Page 1 of 2
Remove horizontal summation lines but keep a minus
Posted: 2018-09-21T03:30:35-07:00
by isfando
Hi
I need to ocr pdf of financial statements with horizontal lines before the summation. The lines decrease the accuracy of digits i am parsing therefore i need to remove the lines but keep a minus sign before a digit. The digits need to used for calculation after parsing therefore accuracy is a crucial factor.For example a pdf might contain
220
-30
________
190
________
I want to get my result image from pdf as
220
-30
190
Re: Remove horizontal summation lines but keep a minus
Posted: 2018-09-21T04:07:53-07:00
by snibgo
See
viewtopic.php?f=1&t=22338&p=129166#p129154 where I show a command that turns white all black lines that are at least 50 pixels wide.
Re: Remove horizontal summation lines but keep a minus
Posted: 2018-09-21T05:05:19-07:00
by isfando
I applied your command but it dont white the lines. It makes them grey.
Before Applying your command
https://drive.google.com/open?id=1EN3Zj ... 4lPwESQT8K
After Applying your command
https://drive.google.com/open?id=1vXmjC ... hPmfveDuTG
I am using convert on windows with following information.
Version: ImageMagick 7.0.7-4 Q16 x64 2017-09-23
http://www.imagemagick.org
Copyright: Copyright (C) 1999-2015 ImageMagick Studio LLC
License:
http://www.imagemagick.org/script/license.php
Visual C++: 180040629
Features: Cipher DPC Modules OpenMP
Delegates (built-in): bzlib cairo flif freetype jng jp2 jpeg lcms lqr openexr pangocairo png ps rsvg tiff webp xml zlib
Re: Remove horizontal summation lines but keep a minus
Posted: 2018-09-21T05:37:13-07:00
by snibgo
My command turns black lines into white, but your image doesn't have black lines. You could process it to make the lines black, then remove them, and use the pixels that have changed to paint white over your input image.
However, that image is low quality with small characters. I doubt that you will get reliable OCR from it.
Re: Remove horizontal summation lines but keep a minus
Posted: 2018-09-21T06:19:31-07:00
by isfando
Sorry the pictures earlier were taken in a bit bad zoom and they were part of bigger picture which i cant post for confidentiality reason.
I changed my lines to black and your command works for the most part but it leaves the jagged edges out.
I am using the following command to convert from pdf to png
convert -density 300 ./sam.pdf -depth 8 -strip -background white -alpha off -threshold 70% sam.png
I get this png as a result after running the above command
https://drive.google.com/open?id=1Fv3RI ... tZiIDDCVqc
After Applying your command
https://drive.google.com/open?id=1Q9xJX ... IBq0lrxU-L
The only problem is there is still some noise remaining from the removed lines which could be parsed as minus sign with tesseract.

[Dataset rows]
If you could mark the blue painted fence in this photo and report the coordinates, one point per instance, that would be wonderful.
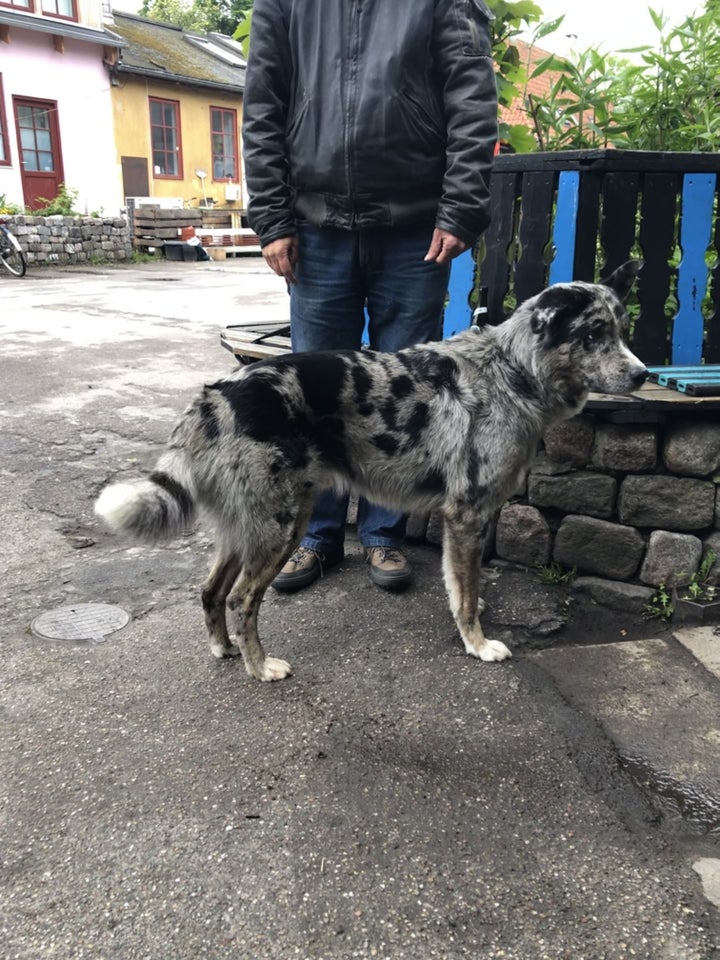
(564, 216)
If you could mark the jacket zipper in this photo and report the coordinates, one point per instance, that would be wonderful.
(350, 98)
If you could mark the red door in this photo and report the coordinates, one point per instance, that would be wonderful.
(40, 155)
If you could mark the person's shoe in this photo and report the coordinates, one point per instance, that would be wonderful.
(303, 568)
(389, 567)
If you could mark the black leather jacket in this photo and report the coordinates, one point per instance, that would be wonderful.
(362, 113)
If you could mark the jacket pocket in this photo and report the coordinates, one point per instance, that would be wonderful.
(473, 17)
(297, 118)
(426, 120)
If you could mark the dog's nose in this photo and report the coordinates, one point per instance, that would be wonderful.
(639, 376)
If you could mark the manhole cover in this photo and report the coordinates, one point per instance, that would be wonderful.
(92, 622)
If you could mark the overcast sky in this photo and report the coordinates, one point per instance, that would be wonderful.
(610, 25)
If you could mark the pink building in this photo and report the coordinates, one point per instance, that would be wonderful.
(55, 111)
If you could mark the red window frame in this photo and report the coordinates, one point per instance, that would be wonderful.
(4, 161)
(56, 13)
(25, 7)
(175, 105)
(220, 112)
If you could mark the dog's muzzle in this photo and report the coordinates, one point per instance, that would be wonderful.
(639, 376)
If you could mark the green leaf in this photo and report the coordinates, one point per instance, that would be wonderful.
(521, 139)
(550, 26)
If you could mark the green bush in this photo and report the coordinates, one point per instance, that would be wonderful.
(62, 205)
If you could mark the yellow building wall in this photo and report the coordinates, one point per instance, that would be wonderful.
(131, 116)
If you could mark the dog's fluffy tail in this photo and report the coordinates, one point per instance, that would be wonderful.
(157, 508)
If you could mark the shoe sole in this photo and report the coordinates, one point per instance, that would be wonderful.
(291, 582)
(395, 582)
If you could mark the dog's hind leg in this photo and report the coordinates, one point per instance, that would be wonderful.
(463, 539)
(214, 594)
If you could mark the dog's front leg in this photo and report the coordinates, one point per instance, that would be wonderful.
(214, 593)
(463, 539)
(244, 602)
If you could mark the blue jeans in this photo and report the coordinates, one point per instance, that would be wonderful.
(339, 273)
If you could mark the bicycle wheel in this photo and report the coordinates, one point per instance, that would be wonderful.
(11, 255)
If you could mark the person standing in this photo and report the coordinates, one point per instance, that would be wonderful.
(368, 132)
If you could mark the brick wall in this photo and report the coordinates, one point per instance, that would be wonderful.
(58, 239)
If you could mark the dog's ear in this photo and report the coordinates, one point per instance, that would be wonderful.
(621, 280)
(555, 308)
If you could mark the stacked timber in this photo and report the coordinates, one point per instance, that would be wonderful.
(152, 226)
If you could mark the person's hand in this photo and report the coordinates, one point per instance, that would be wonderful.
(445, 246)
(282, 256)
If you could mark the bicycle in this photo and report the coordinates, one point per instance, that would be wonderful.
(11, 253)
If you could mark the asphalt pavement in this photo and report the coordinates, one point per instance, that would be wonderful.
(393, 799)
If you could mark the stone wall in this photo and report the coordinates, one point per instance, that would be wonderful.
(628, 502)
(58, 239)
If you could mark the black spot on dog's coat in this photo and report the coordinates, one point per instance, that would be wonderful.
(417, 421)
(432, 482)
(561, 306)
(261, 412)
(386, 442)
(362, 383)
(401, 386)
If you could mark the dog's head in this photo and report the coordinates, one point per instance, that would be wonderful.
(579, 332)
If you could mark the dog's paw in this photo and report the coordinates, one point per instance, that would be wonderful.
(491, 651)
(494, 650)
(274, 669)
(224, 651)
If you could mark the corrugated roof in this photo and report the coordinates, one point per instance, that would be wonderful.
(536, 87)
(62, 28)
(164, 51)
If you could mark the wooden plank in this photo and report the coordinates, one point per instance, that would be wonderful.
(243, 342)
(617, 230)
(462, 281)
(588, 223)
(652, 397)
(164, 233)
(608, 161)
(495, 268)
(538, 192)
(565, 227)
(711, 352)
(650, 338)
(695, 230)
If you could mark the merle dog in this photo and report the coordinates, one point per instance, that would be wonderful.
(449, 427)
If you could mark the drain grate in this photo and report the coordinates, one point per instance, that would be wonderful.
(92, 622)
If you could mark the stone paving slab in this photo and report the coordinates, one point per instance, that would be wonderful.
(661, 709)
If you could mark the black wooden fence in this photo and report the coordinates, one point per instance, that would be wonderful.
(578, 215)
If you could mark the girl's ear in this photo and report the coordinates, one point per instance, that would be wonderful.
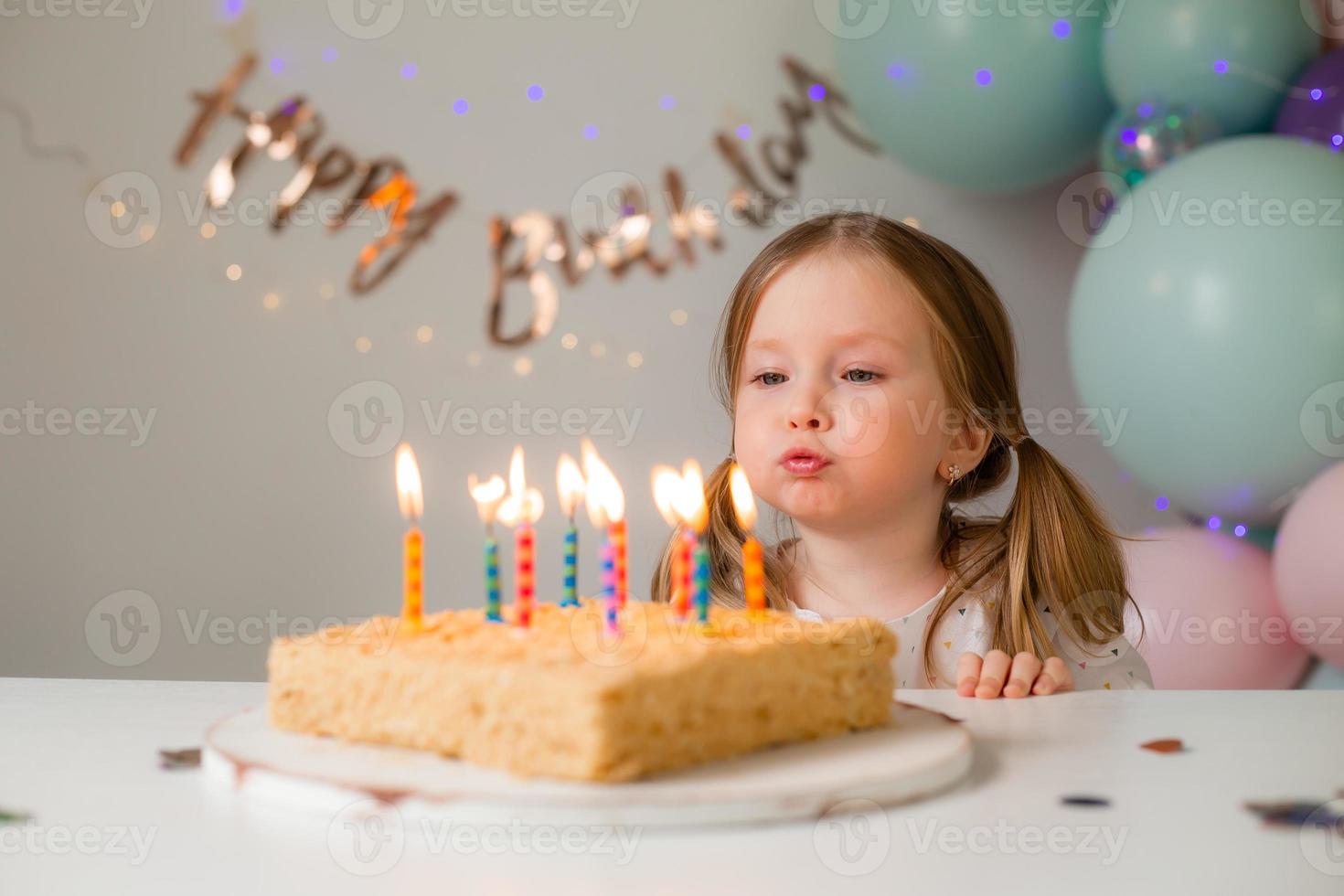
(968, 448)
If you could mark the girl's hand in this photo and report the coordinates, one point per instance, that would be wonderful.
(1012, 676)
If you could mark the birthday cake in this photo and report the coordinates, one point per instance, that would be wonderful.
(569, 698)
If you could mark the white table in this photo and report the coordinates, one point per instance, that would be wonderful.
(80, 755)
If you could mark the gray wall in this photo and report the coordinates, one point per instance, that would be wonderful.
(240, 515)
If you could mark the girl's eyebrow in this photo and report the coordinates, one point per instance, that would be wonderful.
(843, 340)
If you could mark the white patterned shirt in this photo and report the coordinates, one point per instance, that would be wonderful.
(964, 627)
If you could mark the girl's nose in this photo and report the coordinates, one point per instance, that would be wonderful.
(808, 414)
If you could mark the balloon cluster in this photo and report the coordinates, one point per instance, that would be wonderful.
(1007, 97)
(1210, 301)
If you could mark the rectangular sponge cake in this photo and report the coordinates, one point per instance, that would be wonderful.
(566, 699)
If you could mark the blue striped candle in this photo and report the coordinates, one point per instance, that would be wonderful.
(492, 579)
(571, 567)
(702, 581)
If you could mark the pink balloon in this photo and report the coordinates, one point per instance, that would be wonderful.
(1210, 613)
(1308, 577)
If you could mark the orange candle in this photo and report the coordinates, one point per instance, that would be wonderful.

* Required actions
(a) Summarize the forum thread in two sentences.
(b) According to the forum thread, why did the suggested command fail to turn the lines white on the first image the user tried?
(c) In the forum thread, how wide must black lines be for the referenced command to turn them white?
None of the records are needed to complete the tasks.

* Answers to the exercises
(a) A user converting PDFs of financial statements for OCR wants to remove the horizontal summation lines, which reduce digit accuracy, while keeping minus signs before digits. After another user pointed to a command that whitens black lines at least 50 pixels wide, the original poster changed the lines to black and found that the command mostly works but leaves jagged edges and noise that tesseract could read as a minus sign.

(b) The command turns black lines into white, but that image did not have black lines. When the user applied it, the lines became grey instead of white.

(c) At least 50 pixels wide.